Repeat exactly, and only, the lines from the one containing "Could you please locate the snail eye" through the end of the records.

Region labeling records
+ + +

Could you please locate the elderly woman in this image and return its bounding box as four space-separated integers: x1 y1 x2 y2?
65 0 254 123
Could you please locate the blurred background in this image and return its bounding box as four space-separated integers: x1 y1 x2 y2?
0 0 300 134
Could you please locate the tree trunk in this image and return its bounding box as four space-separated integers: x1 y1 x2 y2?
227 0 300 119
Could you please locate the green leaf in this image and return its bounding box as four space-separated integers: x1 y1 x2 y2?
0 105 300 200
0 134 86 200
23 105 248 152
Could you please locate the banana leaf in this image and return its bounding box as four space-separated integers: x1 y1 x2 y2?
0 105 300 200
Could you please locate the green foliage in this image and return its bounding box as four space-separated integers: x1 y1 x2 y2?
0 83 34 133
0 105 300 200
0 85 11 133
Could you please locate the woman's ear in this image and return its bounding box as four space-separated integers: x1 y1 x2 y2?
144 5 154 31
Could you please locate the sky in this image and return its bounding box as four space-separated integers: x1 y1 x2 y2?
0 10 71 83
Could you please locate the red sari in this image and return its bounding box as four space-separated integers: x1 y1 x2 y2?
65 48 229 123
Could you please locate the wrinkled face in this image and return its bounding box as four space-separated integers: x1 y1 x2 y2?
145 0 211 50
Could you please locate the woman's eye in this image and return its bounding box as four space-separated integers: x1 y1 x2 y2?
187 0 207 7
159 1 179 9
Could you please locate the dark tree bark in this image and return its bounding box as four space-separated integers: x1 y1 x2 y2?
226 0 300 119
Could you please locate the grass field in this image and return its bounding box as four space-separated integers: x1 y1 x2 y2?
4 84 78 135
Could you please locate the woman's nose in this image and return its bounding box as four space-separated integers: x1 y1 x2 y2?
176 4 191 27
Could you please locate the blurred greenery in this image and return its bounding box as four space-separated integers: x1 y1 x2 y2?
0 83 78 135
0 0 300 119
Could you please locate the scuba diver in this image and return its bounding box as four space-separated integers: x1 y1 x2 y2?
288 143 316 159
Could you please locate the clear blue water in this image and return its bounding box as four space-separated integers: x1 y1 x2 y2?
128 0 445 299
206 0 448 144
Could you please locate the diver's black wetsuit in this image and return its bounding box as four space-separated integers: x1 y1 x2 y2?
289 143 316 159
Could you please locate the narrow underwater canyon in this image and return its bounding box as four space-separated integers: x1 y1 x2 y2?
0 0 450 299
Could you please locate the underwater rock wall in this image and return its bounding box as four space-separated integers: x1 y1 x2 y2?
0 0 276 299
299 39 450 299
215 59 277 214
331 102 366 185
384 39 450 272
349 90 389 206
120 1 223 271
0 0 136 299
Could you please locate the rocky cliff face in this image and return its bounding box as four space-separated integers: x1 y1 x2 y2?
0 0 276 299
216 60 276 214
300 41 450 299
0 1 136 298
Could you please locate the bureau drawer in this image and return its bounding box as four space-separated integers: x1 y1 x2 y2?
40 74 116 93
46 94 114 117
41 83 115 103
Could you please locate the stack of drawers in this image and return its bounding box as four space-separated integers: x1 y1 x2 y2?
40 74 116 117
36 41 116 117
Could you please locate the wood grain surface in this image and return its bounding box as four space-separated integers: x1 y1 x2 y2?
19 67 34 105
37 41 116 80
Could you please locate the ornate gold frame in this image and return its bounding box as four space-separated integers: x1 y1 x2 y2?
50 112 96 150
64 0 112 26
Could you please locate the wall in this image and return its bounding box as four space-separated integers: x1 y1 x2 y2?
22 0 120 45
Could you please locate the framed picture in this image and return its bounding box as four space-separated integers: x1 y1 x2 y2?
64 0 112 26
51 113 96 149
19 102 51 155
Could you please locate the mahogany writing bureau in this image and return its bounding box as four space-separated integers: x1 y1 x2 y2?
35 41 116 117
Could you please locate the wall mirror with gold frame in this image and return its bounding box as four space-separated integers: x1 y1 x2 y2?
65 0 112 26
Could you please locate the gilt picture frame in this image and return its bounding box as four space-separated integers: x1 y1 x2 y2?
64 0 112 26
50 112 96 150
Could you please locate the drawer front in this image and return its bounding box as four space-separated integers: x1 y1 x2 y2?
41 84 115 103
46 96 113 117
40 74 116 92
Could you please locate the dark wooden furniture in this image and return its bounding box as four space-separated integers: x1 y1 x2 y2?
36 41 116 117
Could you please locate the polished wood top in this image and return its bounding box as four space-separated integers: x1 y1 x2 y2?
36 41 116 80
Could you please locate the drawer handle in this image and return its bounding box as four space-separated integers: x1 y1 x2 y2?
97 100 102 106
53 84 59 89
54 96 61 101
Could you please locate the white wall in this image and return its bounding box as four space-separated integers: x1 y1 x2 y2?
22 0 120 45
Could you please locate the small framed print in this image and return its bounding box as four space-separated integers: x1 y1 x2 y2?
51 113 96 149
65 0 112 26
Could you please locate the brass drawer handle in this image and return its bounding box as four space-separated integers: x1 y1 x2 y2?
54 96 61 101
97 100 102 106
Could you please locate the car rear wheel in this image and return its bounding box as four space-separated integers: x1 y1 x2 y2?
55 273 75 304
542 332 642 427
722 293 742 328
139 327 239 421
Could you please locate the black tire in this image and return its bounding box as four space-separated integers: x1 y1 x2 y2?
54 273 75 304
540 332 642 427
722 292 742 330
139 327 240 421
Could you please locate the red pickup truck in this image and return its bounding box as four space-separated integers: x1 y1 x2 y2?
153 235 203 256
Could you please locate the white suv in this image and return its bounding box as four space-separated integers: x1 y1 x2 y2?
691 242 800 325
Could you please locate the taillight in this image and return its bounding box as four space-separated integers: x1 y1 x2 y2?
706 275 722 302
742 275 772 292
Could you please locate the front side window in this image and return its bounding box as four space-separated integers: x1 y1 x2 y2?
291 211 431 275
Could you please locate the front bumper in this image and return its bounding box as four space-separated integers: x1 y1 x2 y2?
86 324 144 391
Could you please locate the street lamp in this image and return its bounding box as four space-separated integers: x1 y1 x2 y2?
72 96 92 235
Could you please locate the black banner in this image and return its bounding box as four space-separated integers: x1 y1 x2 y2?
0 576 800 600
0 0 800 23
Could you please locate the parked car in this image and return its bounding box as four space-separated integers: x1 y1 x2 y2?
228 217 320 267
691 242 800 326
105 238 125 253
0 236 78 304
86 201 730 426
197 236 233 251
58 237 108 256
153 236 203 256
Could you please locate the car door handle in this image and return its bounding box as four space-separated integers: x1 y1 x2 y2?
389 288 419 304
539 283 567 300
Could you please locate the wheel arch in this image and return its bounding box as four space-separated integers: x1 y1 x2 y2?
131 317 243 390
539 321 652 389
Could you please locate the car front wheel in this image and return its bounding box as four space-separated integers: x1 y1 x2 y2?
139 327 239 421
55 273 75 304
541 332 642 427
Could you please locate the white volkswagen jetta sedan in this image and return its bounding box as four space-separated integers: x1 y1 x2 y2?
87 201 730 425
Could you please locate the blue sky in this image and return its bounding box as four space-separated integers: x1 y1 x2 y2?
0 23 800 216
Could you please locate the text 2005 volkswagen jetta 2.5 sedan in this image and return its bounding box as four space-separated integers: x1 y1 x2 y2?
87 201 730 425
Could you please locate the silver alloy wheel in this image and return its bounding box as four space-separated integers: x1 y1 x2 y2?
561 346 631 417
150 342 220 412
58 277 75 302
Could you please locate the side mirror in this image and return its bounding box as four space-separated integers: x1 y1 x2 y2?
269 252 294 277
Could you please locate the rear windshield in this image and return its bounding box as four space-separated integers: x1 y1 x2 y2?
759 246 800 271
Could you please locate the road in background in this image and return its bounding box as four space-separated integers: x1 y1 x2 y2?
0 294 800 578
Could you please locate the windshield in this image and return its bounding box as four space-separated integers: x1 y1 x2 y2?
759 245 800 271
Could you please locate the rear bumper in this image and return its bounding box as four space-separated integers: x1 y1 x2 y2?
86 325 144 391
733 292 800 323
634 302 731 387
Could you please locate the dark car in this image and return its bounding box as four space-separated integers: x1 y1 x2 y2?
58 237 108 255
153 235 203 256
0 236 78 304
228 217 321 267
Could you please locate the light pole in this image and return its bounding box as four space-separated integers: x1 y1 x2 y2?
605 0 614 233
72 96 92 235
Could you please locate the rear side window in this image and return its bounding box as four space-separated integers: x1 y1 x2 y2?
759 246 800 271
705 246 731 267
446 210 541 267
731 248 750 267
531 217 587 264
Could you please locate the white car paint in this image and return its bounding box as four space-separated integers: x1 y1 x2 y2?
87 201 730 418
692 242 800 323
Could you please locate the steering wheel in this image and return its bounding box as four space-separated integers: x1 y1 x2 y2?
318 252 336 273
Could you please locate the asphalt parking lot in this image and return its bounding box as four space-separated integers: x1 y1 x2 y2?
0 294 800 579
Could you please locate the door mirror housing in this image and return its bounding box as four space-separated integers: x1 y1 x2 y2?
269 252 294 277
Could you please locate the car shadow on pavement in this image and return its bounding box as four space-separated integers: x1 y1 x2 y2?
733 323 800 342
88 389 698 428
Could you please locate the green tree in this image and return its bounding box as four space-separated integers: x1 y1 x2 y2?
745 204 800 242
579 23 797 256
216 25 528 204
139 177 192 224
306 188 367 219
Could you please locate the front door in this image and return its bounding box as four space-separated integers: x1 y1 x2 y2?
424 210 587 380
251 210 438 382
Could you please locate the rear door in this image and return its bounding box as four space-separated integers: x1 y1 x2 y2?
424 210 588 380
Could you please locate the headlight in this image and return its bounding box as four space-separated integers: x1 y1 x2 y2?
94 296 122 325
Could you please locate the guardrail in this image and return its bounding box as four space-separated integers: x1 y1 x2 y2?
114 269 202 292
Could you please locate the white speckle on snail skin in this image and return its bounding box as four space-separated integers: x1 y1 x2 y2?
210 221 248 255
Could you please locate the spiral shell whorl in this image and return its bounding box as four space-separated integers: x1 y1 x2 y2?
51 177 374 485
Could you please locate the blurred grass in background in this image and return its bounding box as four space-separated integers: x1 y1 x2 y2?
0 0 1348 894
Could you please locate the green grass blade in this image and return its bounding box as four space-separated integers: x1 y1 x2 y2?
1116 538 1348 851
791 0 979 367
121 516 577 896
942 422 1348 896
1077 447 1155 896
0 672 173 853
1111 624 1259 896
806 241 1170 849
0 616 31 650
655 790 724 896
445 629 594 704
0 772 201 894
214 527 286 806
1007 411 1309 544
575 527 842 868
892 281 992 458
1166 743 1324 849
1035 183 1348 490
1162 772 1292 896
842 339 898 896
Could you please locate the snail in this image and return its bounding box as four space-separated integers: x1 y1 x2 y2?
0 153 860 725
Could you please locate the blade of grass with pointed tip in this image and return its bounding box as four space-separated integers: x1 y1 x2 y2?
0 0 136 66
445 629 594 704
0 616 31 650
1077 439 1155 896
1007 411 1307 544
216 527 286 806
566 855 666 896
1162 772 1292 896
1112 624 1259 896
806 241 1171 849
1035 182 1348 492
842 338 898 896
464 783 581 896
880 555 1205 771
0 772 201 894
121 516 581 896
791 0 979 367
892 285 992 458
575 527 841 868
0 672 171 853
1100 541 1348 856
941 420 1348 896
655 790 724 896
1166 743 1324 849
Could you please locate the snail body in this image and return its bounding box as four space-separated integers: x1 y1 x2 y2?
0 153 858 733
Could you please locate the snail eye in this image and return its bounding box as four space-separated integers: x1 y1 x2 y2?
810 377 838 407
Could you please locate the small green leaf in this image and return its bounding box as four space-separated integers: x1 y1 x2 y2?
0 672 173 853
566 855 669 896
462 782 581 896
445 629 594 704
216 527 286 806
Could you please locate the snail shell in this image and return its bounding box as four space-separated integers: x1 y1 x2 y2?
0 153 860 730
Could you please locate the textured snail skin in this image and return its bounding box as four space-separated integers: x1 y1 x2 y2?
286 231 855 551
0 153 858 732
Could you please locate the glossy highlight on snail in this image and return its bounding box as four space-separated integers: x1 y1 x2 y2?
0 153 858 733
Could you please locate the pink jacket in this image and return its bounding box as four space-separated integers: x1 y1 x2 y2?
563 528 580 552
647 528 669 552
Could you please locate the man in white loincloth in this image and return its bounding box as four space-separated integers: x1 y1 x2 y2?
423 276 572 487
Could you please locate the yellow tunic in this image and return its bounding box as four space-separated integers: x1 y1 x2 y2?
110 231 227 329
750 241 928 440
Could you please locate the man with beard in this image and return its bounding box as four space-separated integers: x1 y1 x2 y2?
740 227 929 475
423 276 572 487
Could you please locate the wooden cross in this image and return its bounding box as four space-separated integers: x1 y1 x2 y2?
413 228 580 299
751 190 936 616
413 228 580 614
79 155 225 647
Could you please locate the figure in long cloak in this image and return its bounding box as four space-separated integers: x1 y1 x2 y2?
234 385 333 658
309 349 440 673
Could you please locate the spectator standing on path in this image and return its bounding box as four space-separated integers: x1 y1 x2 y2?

+ + +

### RESULT
Could you please locate the snail eye in this image and return its bounding box as four space-separated integers: x1 y1 x2 y2?
810 377 838 407
Could you please locate the small green leaf in this image and return its bounding box as four space-separated integers: x1 y1 x2 y2?
0 672 173 853
566 855 669 896
462 782 581 896
445 629 594 704
216 527 286 806
Could you please locate the snail shell in this image and return its bounding box as four space-separated integers: x1 y1 x2 y2?
0 153 860 730
Could you please locate the textured snail skin in this image and return its bounding box as four space-separated integers: x1 y1 x2 y2?
286 231 855 551
0 153 858 732
Could you please locate the glossy highlight on snail in this image and return its bounding box as four space-separated integers: x1 y1 x2 y2?
0 153 858 733
Could you please locate the pink jacket in this image and return its bounding box as four space-separated integers: x1 y1 x2 y2?
563 528 580 552
647 528 669 552
Could you please locate the man in white loincloth in this image and return its bounding box as four space-separated integers: x1 y1 x2 y2?
423 276 572 487
Could you please locate the yellow tunic in this image and return its bounding box as four space-separated integers: x1 y1 x2 y2?
110 231 227 329
750 241 928 440
Could you please locate the man with beard in this image and return its bounding box as four space-separated integers: x1 y1 x2 y2?
740 227 929 475
423 276 572 487
Could you please locate the wooden cross in this image and return its bounding box as four space-separated integers: x1 y1 x2 y2?
413 228 580 299
751 190 936 616
413 228 580 614
79 155 225 647
Could you please locate the figure in long cloak in this image and return its bounding box as four space-separated integers: x1 y1 x2 y2?
234 385 333 658
309 349 440 673
Could you please locate the spectator standing on path in this image and return its bounding box as four space-separated integers: x1 y1 x2 y2?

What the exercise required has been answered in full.